──────── Supplied records

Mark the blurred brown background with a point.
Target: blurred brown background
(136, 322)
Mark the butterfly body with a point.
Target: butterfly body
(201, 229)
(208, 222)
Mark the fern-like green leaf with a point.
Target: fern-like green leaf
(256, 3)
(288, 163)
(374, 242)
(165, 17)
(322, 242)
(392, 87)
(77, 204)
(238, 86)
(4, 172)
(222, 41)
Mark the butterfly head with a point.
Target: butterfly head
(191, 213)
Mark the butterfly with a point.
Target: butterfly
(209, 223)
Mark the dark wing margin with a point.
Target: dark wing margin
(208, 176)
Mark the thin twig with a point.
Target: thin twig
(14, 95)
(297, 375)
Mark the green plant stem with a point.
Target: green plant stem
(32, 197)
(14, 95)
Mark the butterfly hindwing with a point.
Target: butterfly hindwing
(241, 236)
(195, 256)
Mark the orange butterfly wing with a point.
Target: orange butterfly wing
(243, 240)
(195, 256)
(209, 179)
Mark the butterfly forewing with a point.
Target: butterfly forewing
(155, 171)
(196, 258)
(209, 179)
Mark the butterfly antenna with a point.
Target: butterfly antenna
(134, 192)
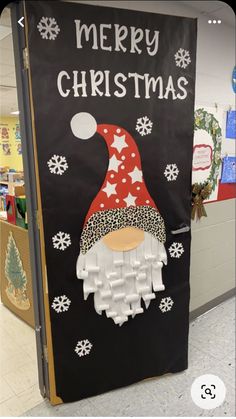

────────────────

**Exercise:** Nothing but a number is expected: the count of lines in the data that include the word "point".

**Your solution:** 12